> **AIM OF THE TASK**
Please continue the transcript on ethical wills below, starting after its last line.

> **SUPPLIED TEXT**
ROLLIN: Rachel Freed, a therapist and social worker, also conducts workshops and has written a book on ethical wills from a feminist point of view. She feels that historically women have been left out of the process.

Photo of RACHEL FREED Ms. FREED: When Jacob gathered his sons, Jacob had a daughter. It doesn't say anything about Dina being blessed by her father before he died. Women, like men, need to be remembered -- to make a contribution for their lives, to have made a difference, to be witnessed, to belong -- and the ethical will can do all of those things.

ROLLIN: Sue McGuire's ethical will is written to her grandson, Eli.

SUE MCGUIRE (reading from will): First, my hope for you is you will find joy in life. Be radiantly hopeful. Remember to be silly and playful and laugh often. And ask for the grace to deal with what comes our way. Be kind to others.

ROLLIN: Dennice Gooley writes to a grandmother she never met.

DENNICE GOOLEY (reading from will): You left no song, no art, no letters, and no childhood photos. Only a passport, nine children and a death certificate. It is my prayer that somehow your songs will be sung and sung through me. That somehow your legacy will not die with me but live forever in the hearts of all who hear.

ROLLIN: Mary Small writes to her adopted son who is now 22.

> **DATASET**
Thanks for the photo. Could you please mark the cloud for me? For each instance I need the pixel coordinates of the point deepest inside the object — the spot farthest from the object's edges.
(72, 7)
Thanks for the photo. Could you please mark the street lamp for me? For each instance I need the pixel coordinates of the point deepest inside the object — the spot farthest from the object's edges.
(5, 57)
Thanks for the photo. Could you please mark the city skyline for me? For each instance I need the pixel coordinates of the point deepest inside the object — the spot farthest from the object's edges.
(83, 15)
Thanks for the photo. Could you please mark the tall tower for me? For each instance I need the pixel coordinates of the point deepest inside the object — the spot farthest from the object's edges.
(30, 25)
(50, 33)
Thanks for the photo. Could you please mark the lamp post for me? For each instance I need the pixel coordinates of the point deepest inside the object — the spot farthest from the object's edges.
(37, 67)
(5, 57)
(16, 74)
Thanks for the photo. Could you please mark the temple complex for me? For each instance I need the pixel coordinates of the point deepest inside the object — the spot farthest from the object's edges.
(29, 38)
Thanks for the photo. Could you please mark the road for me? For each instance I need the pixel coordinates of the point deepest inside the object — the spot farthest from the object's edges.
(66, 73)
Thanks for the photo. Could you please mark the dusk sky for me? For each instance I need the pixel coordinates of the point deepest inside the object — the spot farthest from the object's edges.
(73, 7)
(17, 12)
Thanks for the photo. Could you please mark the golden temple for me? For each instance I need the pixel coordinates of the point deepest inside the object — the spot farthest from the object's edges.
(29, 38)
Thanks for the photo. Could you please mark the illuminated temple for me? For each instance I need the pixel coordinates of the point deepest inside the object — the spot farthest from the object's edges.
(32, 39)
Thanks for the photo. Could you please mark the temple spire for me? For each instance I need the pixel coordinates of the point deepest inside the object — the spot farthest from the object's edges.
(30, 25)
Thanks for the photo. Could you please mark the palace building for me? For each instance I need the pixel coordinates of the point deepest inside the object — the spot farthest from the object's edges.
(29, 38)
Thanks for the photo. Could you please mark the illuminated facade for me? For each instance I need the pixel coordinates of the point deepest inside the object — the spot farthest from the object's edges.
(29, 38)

> **EXPECTED OUTPUT**
Photo of Mary Small reading from will MARY SMALL (reading from will): May you be blessed with a generous heart that accepts your own treasure as finally enough. Or, perhaps even more than you expected. Humility brings gratefulness; may it visit you everyday. I think I would prefer to be cremated, although if this offends you or others whose concerns and thoughts are important to you, bury me.

ROLLIN: School teacher Gretchen Heath's ethical will is for a former student, now the mother of two autistic children.

GRETCHEN HEATH (reading from will): You have had to change your direction and become more selfless. You are admirable, responsible, and honorable to what you are doing. But somewhere in this, Kia, do not lose yourself -- that unique being that is you.

ROLLIN: Susan Tilsch writes to her surviving son, John.

SUSAN TILSCH: Some of you know that our other son died, and writing to John feels really important to me:

(reading from will): Dear John, I feel like we have done well with the relationship over the years. I am proud of us. But I've been thinking about what I didn't share with you. One of those things was God.

Ms. FREED: People come away from this process with a lot of appreciation for their life, a lot of gratitude for the blessings in their life and -- maybe most importantly -- that they have something to give.

Photo of group (to women's support group): May your spiritual, ethical will be an eternal link between you and those you love.

ROLLIN: A link, say those involved with ethical wills, that can spiritually enrich and inform both the giver and the receiver for generations to come.

For RELIGION & ETHICS NEWSWEEKLY, I'm Betty Rollin in St. Paul, Minnesota.